■ Records from a collection:
[Begin]

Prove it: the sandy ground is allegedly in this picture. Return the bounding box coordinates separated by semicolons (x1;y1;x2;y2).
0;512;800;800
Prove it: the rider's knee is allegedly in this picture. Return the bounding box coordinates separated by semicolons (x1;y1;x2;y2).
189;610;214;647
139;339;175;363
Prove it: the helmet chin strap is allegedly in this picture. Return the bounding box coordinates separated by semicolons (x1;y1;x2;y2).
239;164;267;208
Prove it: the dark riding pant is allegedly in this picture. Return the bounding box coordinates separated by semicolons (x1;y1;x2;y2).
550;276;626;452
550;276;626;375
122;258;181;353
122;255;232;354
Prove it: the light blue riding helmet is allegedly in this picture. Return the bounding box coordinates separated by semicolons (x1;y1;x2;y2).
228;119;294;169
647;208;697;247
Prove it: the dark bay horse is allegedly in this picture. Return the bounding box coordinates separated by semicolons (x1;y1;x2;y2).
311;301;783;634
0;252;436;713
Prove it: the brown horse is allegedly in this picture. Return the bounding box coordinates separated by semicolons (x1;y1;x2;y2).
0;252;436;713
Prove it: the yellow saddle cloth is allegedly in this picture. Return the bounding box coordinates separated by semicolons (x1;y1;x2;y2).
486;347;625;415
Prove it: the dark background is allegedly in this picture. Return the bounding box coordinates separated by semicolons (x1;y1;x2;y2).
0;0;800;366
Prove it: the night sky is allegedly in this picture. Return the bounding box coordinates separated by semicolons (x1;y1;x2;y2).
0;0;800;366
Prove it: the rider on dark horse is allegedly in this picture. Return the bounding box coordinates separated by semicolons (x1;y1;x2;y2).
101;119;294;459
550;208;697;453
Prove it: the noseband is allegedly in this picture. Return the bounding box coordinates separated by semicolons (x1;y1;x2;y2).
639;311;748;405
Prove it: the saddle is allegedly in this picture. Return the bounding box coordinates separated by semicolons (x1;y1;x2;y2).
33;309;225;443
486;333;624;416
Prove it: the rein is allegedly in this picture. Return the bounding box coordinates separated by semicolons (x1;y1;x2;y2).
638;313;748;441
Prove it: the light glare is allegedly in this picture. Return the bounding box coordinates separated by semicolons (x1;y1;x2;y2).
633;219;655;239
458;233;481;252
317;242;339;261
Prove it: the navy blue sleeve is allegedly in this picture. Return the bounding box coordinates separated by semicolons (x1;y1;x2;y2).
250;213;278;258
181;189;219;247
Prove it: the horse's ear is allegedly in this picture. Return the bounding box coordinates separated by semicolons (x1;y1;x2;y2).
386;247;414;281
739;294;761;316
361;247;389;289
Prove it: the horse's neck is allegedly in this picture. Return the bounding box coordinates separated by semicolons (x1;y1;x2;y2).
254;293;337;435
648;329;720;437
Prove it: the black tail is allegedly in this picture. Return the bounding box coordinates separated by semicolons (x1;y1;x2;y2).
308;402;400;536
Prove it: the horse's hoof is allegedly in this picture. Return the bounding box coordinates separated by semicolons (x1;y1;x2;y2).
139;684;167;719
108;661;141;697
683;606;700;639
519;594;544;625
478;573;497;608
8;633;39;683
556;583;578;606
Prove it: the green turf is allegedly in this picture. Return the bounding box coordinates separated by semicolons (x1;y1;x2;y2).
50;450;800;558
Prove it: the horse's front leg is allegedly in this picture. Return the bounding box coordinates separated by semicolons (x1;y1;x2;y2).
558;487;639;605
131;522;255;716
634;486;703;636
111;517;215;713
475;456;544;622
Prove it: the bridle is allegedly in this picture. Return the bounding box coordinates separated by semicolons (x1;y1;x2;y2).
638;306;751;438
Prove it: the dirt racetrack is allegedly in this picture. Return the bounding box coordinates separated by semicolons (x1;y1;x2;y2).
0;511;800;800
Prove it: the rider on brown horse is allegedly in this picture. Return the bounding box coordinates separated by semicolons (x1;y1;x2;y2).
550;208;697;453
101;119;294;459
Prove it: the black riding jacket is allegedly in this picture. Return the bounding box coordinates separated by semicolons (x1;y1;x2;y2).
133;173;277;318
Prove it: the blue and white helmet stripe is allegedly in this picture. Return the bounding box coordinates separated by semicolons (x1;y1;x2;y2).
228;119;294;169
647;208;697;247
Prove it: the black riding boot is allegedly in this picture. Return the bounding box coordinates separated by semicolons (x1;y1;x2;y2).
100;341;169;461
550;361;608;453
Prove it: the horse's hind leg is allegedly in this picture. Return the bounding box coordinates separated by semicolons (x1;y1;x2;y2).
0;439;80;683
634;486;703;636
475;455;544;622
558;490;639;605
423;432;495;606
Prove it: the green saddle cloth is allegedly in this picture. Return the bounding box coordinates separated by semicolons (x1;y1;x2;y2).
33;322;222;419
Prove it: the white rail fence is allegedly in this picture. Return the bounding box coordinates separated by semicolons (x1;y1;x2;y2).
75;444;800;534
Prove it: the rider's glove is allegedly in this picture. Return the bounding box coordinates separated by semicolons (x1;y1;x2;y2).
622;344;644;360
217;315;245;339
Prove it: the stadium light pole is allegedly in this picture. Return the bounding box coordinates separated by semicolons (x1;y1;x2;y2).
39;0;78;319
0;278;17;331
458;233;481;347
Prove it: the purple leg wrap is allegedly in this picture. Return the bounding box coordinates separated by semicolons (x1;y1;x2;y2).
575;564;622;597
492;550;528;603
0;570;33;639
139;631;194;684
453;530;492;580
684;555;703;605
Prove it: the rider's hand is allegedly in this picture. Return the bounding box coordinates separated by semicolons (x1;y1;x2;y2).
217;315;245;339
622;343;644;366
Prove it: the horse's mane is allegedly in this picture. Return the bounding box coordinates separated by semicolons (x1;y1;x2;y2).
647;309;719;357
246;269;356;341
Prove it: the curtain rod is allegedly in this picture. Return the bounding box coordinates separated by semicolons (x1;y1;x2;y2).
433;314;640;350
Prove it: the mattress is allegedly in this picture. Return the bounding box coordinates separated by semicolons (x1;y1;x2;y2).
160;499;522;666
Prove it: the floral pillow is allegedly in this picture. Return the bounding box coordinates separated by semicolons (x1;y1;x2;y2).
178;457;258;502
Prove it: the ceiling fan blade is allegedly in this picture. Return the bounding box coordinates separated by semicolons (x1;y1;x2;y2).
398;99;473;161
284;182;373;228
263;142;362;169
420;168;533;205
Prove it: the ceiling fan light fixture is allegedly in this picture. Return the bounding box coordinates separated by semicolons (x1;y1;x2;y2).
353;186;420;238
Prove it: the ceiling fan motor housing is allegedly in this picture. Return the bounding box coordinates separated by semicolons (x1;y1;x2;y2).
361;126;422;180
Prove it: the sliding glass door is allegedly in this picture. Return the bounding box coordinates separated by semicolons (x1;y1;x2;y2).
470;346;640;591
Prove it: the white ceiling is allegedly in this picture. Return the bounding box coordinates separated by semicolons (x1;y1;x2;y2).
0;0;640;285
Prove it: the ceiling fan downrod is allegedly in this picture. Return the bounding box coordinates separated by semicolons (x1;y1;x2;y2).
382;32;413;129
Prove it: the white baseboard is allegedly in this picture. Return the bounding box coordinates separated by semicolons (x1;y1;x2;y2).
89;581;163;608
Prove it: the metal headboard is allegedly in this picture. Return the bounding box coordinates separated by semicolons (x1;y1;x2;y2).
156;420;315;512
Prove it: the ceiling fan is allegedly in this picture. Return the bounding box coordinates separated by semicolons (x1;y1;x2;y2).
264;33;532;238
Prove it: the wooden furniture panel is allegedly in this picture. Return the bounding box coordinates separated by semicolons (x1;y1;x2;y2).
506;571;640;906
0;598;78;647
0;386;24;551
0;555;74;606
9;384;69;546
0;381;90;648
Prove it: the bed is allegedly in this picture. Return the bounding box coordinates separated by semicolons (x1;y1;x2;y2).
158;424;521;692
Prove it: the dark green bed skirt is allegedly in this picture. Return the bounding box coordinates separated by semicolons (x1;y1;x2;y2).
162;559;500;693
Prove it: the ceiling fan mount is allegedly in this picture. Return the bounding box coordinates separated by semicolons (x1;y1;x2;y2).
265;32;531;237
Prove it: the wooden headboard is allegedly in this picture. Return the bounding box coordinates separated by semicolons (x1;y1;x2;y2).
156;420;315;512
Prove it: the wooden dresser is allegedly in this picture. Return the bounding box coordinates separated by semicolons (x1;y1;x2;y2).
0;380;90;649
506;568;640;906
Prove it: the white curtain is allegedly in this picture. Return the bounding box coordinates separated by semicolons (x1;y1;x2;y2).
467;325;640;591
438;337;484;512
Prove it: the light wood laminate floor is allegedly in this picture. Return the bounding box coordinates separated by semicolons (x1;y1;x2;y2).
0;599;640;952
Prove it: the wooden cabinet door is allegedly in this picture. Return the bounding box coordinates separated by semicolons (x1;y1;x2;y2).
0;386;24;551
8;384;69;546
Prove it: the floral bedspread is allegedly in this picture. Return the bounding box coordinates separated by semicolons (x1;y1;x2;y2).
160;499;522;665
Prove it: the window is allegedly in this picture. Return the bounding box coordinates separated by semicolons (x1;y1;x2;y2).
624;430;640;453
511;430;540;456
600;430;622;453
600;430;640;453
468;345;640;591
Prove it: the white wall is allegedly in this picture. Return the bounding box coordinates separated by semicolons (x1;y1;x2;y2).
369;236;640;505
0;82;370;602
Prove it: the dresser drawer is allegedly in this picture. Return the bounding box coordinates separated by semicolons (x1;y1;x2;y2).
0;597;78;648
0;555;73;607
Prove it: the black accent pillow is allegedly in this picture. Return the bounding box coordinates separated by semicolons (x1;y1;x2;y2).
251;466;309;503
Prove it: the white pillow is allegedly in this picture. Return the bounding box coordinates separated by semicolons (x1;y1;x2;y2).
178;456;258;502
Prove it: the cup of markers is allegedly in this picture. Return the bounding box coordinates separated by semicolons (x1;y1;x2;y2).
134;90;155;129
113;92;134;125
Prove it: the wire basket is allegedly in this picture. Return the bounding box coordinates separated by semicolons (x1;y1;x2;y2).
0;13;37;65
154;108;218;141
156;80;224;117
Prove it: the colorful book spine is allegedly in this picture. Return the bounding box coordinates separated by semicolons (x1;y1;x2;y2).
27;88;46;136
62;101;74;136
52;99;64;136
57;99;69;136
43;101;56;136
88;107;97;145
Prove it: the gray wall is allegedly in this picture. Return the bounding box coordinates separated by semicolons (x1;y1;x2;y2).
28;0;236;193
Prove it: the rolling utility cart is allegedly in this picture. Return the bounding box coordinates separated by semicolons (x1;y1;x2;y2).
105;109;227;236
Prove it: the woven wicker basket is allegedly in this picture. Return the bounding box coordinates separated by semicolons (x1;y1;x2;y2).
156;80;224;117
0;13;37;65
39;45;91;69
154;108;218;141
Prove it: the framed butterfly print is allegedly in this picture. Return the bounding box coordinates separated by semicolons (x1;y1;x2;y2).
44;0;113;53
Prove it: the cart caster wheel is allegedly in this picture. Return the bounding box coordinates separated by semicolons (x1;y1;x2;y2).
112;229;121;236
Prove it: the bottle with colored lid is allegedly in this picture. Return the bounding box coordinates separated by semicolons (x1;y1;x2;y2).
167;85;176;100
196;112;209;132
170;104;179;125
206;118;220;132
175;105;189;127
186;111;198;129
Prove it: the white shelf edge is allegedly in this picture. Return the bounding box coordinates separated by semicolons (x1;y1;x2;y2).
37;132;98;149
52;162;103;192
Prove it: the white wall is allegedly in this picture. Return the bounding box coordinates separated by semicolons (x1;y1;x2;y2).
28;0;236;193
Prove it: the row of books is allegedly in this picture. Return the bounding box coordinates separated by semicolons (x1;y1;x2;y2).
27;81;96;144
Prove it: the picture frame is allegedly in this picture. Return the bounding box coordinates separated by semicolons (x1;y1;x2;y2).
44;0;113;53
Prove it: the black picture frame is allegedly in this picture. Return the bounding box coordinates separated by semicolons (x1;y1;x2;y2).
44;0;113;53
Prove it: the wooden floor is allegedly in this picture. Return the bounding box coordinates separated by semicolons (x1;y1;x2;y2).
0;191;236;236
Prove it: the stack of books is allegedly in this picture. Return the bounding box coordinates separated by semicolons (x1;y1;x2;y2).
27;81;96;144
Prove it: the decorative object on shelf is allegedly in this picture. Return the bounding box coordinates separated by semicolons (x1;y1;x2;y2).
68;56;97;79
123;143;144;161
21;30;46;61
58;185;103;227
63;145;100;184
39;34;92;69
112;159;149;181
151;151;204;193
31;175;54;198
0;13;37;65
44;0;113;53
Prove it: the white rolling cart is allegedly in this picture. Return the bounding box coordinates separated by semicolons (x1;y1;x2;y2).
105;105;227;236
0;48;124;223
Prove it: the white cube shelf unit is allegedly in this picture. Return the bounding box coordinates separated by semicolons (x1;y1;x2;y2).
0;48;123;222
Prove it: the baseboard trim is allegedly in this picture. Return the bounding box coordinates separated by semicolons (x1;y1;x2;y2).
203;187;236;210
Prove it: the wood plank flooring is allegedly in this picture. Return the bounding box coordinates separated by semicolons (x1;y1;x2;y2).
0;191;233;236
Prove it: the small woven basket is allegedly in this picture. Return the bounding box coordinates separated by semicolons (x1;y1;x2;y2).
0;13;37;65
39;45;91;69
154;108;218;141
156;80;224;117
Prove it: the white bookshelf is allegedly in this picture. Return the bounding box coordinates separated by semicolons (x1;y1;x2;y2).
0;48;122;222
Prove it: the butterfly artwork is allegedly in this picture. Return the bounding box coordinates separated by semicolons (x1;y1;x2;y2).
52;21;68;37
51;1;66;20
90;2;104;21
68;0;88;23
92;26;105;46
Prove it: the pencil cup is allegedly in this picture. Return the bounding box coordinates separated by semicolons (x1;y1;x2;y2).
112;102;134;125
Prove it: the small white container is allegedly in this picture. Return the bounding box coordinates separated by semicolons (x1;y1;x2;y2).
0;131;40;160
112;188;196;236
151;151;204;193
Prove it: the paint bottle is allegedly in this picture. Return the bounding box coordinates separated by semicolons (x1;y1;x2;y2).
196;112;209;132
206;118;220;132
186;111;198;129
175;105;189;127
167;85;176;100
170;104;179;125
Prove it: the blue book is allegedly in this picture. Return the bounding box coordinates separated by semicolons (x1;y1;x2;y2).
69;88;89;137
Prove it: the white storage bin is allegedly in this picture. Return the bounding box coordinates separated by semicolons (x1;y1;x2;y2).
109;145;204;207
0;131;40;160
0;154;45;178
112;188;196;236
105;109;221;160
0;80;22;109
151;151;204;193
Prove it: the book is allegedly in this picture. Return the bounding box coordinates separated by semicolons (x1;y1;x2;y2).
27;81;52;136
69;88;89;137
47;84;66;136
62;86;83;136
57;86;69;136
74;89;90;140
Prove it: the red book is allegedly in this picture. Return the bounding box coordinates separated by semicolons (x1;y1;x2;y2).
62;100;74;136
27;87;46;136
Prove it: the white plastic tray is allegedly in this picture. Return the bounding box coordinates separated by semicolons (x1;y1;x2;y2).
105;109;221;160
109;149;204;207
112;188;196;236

[End]

■ Prompt:
Could you put the lines from the one containing "Prove it: the book" through the end of the rows above, both included, into a JSON list of strings, one string per line, skipping any blank lines?

■ Correct result:
[
  "Prove it: the book is allegedly in this picture. Return the bounding box coordinates separated by semicolons (x1;y1;x2;y2).",
  "27;81;52;136",
  "69;88;89;137",
  "47;84;66;136",
  "62;86;83;136",
  "57;86;69;136",
  "74;89;90;140",
  "Prove it: the red book is allegedly in this picture. Return the bounding box coordinates separated by semicolons (x1;y1;x2;y2).",
  "62;100;74;136",
  "27;87;46;136",
  "Prove it: the white plastic tray is allegedly in this picture. Return the bounding box coordinates separated by semicolons (x1;y1;x2;y2).",
  "105;109;221;160",
  "109;149;204;207",
  "112;188;196;236"
]